Data:
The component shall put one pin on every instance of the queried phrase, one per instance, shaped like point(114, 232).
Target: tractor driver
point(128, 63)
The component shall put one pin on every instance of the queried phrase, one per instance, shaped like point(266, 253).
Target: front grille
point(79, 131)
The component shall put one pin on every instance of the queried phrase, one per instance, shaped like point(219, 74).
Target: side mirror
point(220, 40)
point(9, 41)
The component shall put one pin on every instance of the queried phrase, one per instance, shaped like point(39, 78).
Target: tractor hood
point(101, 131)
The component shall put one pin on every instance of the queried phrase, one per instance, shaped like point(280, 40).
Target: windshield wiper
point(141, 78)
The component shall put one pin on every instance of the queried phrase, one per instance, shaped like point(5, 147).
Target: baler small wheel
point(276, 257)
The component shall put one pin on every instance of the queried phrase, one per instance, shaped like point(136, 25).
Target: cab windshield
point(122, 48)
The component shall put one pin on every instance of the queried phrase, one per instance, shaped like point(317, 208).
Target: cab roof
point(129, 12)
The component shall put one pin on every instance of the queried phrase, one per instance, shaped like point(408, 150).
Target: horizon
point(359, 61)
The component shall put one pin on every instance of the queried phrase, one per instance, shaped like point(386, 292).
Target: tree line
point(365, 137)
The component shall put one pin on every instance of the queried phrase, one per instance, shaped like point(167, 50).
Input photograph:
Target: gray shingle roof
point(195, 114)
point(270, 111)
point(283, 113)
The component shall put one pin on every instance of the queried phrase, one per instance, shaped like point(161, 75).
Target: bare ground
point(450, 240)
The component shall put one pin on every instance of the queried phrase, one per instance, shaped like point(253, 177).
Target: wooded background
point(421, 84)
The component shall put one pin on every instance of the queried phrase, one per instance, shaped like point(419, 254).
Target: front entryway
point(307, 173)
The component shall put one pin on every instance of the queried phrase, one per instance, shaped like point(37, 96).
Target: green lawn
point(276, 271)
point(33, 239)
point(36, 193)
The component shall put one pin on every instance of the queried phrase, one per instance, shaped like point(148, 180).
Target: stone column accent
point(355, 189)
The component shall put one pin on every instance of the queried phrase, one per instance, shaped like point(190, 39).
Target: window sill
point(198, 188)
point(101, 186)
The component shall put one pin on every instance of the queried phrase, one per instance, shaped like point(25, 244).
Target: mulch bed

Objective: Copy out all the items above, swapping each "Target" for "Query" and leaving every other word as it is.

Solution for this exercise:
The component shall put one pin on every instance of the queried phrase, one per instance, shaped like point(114, 232).
Query: tractor driver
point(128, 63)
The component shall put one pin on every instance of the queried phrase, one per instance, shaped like point(266, 253).
Query: front grille
point(79, 131)
The component shall put one pin on every instance of the queried phrase, one per instance, shaped like point(219, 74).
Query: side mirror
point(220, 40)
point(9, 41)
The component shall put one pin on every instance of the queried phrase, one per instance, shaped like point(39, 78).
Query: tractor hood
point(101, 131)
The component shall put one pin on every instance of the queried phrase, one per instance, shaped like point(280, 40).
Query: windshield wiper
point(141, 78)
The component shall put one pin on every instance of the queried phrase, one per instance, shaped like point(5, 147).
Query: baler small wheel
point(276, 257)
The component shall put one pin on every instance of the queried phrase, one per instance, shaped like point(136, 25).
Query: cab windshield
point(122, 48)
The component shall put one pin on every instance of the queried phrase, one per instance, shaped like point(317, 208).
Query: cab roof
point(129, 12)
The component shall put one pin on every instance of the queried phrase, one per instance, shaped like point(408, 150).
Query: horizon
point(359, 61)
The component shall put one pin on every instance of the queried phrase, one per instance, shaped like point(386, 292).
Query: tree line
point(365, 137)
The component shall put one pin on every instance of the queried phrase, one per instance, shaped like point(167, 50).
Input photograph:
Query: gray shingle roof
point(195, 114)
point(270, 111)
point(283, 113)
The component shall put one pin on every instance of the queried phrase, one per instance, shaped like point(161, 75).
Query: bare ground
point(450, 240)
The component shall put one pin on every instance of the queried phrase, one per instance, shaped like point(253, 177).
Query: wooded background
point(421, 84)
The component shall put one pin on every instance of the queried phrase, one per instance, shaped like point(419, 254).
Query: front entryway
point(307, 173)
The component shall put one pin on every instance of the queried phrase, one per instance, shaped like point(37, 96).
Query: green lawn
point(276, 271)
point(33, 239)
point(36, 193)
The component shall put one pin on every instance of the queried phrase, one per instance, shaped like point(148, 180).
Query: stone column accent
point(355, 189)
The component shall put one pin on every instance of the queried phrase, one per instance, shaped like point(190, 39).
Query: window sill
point(198, 188)
point(101, 186)
The component shall put one pin on every instance of the queried phrase, one per instance, shaped like point(25, 244).
Query: mulch bed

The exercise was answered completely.